[BEGIN Dataset]

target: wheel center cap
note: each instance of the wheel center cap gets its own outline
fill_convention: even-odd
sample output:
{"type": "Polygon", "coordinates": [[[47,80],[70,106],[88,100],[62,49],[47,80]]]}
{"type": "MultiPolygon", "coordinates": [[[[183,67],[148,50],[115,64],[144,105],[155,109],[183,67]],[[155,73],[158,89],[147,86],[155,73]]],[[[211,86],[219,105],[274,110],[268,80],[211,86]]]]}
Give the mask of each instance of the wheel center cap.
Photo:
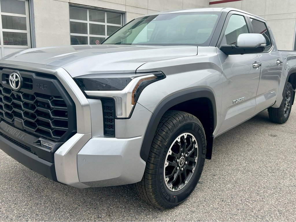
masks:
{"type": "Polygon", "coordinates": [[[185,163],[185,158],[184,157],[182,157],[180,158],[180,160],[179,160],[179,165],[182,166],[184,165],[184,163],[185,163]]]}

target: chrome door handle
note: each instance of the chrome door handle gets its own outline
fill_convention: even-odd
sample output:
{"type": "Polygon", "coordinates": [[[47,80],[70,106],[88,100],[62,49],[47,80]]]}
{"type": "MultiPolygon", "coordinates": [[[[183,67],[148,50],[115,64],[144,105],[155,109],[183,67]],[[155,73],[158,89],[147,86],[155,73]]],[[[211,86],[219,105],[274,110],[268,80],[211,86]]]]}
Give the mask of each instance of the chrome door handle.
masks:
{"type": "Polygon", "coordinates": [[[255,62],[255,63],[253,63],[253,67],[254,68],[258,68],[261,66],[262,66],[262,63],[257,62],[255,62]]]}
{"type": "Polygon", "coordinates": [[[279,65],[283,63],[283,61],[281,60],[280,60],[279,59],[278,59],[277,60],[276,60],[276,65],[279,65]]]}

[END Dataset]

● **Required work**: Copy the listing again from the line containing "target: chrome door handle" through its final line, inclusive, requests and all. Shift every coordinate in the mask answers by adding 13, and leave the sample output coordinates as they are.

● **Full response**:
target: chrome door handle
note: each instance of the chrome door handle gets its own outline
fill_convention: even-odd
sample output:
{"type": "Polygon", "coordinates": [[[47,80],[70,106],[88,100],[62,49],[47,80]]]}
{"type": "MultiPolygon", "coordinates": [[[[183,67],[148,50],[115,64],[144,105],[155,109],[183,67]],[[155,73],[158,89],[147,86],[155,73]]],[[[211,86],[219,105],[274,110],[268,80],[211,86]]]]}
Give the mask of each instance of the chrome door handle.
masks:
{"type": "Polygon", "coordinates": [[[268,75],[268,76],[266,76],[266,80],[267,81],[271,81],[274,79],[275,79],[275,76],[270,75],[268,75]]]}
{"type": "Polygon", "coordinates": [[[292,78],[296,76],[296,74],[294,73],[293,73],[292,72],[291,72],[290,73],[289,73],[289,78],[292,78]]]}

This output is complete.